_Objective_. Using the entries below, quote exactly the span of lines that begins with the line containing "the goose beak." and ends with the final line.

Named object pointing entries:
--- Start ---
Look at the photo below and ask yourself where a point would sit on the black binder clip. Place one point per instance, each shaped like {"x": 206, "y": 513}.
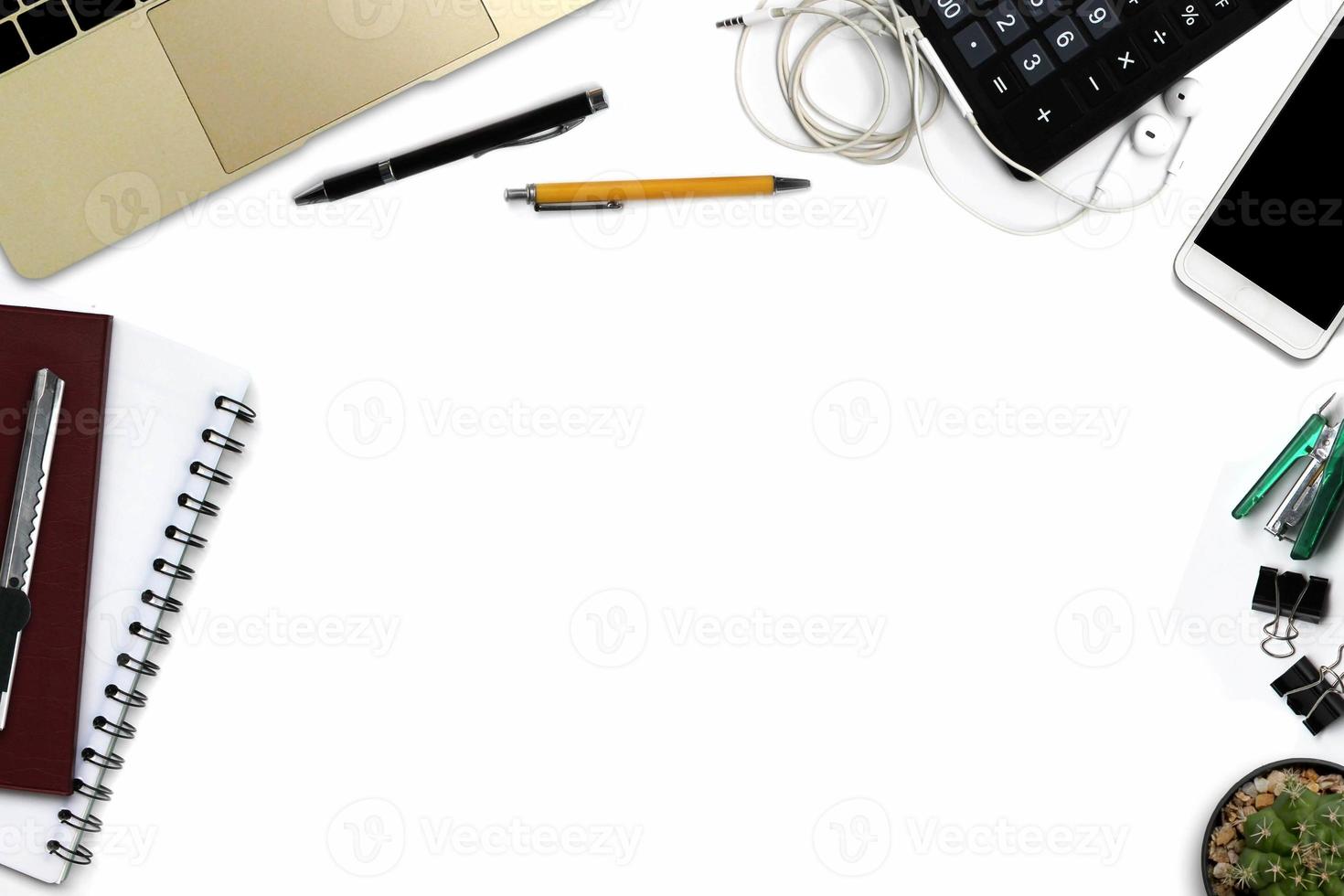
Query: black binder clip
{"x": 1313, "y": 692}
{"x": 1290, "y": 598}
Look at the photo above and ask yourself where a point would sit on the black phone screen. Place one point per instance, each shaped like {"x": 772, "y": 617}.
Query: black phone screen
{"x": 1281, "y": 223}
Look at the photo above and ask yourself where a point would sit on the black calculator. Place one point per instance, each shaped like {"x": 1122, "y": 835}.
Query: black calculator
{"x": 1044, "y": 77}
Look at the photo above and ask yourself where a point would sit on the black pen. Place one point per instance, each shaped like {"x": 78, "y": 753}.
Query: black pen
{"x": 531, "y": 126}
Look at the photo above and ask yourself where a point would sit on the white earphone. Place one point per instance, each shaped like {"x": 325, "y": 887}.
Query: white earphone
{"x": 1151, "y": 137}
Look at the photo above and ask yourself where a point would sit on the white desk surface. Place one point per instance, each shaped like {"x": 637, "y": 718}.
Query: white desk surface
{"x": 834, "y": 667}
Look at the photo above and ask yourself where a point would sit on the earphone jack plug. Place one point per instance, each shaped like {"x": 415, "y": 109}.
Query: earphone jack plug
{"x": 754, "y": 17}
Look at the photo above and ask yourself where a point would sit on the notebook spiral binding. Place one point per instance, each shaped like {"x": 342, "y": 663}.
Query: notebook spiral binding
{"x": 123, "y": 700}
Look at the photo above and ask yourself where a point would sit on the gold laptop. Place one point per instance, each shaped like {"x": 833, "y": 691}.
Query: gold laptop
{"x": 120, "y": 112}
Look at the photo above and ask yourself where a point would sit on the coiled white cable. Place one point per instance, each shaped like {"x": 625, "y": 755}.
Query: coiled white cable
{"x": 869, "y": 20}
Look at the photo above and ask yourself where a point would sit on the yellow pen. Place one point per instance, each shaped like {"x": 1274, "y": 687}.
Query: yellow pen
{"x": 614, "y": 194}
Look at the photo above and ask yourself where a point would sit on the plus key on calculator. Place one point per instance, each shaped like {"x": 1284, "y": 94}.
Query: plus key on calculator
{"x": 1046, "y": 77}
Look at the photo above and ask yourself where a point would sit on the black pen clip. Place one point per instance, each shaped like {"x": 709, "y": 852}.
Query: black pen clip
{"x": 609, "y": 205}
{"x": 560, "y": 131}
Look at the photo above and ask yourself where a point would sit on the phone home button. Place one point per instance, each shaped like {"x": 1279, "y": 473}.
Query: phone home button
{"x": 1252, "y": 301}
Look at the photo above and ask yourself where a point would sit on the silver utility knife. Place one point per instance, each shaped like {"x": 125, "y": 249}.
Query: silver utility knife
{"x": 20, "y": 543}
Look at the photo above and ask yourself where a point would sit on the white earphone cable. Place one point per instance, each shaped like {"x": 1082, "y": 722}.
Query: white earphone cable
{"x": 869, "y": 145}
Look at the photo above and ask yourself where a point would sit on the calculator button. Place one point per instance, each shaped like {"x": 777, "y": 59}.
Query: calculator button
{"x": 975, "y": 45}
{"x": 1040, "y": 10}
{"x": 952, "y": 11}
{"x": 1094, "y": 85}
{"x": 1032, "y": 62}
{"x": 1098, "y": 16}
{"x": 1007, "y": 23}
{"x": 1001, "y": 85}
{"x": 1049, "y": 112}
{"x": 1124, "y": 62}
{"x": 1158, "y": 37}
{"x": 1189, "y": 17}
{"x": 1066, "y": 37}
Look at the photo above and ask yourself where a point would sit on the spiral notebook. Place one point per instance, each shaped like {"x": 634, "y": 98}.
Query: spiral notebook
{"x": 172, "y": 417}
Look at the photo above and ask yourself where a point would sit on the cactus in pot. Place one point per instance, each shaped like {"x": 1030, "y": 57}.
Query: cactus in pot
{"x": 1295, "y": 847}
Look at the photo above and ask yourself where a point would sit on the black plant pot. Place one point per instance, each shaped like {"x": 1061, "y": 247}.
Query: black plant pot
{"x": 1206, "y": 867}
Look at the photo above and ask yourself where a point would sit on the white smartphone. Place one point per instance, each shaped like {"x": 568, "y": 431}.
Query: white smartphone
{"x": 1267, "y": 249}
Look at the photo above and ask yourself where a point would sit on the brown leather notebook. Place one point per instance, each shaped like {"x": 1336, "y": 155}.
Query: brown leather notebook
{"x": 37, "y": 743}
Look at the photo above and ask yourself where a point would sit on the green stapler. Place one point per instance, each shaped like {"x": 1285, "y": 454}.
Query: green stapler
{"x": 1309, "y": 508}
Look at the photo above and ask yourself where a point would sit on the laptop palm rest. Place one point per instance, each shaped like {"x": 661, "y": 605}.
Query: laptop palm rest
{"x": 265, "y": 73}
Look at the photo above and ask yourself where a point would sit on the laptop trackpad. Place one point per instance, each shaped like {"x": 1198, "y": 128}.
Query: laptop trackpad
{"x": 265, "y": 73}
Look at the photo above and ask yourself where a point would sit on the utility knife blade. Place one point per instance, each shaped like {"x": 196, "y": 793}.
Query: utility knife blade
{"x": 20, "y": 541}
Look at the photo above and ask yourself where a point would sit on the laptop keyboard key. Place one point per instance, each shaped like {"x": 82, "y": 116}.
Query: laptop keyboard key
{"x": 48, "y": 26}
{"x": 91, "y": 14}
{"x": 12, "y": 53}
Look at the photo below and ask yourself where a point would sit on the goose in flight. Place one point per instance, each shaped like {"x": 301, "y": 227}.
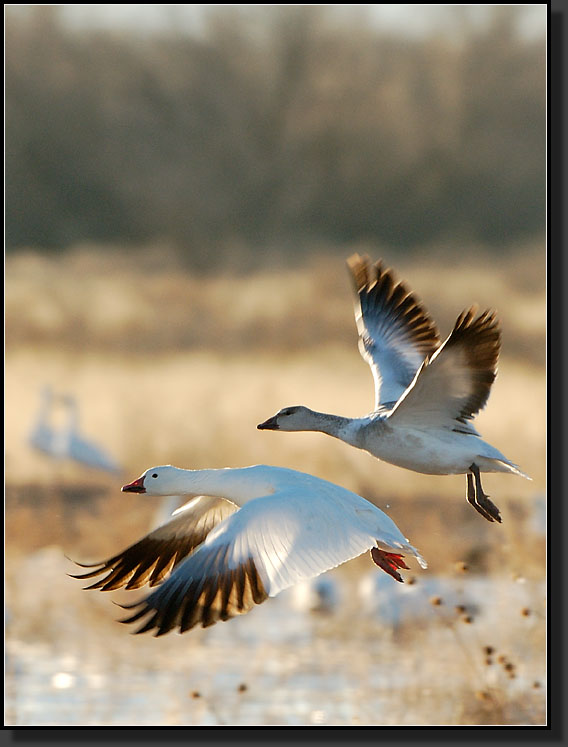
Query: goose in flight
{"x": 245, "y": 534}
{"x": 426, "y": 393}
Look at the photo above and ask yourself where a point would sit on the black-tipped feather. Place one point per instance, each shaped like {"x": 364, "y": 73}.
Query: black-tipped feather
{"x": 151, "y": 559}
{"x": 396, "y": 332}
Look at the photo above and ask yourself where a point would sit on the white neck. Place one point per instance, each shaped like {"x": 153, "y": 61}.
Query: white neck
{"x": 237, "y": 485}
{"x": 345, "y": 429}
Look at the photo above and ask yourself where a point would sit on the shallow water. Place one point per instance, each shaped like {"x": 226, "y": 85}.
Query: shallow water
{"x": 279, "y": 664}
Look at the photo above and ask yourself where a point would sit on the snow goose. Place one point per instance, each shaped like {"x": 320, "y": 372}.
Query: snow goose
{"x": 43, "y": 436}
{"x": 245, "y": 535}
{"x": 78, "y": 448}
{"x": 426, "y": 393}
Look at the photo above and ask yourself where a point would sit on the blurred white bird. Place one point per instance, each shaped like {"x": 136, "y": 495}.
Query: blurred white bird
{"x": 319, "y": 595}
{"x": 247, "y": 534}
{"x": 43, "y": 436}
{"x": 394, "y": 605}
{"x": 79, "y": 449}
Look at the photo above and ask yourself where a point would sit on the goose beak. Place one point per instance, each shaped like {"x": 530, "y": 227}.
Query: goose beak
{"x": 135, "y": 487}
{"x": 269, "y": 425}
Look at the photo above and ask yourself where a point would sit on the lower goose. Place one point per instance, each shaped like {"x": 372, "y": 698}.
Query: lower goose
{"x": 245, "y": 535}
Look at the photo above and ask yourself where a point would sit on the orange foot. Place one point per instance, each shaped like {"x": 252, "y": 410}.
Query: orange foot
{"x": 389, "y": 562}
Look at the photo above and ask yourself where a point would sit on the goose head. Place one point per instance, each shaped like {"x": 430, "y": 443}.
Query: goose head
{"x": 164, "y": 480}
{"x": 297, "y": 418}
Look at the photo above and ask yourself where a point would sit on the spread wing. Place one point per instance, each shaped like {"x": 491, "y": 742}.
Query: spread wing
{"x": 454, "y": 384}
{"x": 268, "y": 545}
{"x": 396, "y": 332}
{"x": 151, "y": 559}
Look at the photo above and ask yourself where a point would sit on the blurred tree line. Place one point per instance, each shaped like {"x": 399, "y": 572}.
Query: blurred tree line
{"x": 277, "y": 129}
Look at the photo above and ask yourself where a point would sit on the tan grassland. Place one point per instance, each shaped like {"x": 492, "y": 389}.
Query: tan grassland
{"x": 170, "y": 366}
--- End ---
_Worked answer_.
Look at the photo above and ask yourself where a point would sit on the goose beak. Place one point per instance, each shaped like {"x": 530, "y": 227}.
Query: goose beak
{"x": 135, "y": 487}
{"x": 269, "y": 425}
Look at the photo above and ask yourself where a point would sit on the lower goose. Place one point per instance, each shaped like {"x": 372, "y": 698}.
Query: lower goose
{"x": 245, "y": 535}
Look at the photo above and ask yourself where a point would sit on the orange foot. Place one point per instance, each shaped like {"x": 252, "y": 410}.
Query: orange foot
{"x": 389, "y": 562}
Look at the photo above and ask yourself where a point would sit on the goose head. Place one point per instance, each shaped like {"x": 430, "y": 443}.
Query: goose head
{"x": 164, "y": 480}
{"x": 297, "y": 418}
Look at the photo above and ask yourself where a point would sit on the spread wing. Place one point per instance, each shaped like {"x": 491, "y": 742}.
Query: spread wing
{"x": 454, "y": 384}
{"x": 268, "y": 545}
{"x": 396, "y": 332}
{"x": 151, "y": 559}
Look at the photo above and ask yourself where a point would sit on the blurred tree line. Place one point per instance, each shaped like {"x": 399, "y": 572}.
Query: blurred tree line
{"x": 277, "y": 129}
Look at the photo above and ask yourself where a point would sit on the tan grassland. Place one point per instance, each shaped like {"x": 492, "y": 389}.
Query: tan grassland
{"x": 170, "y": 366}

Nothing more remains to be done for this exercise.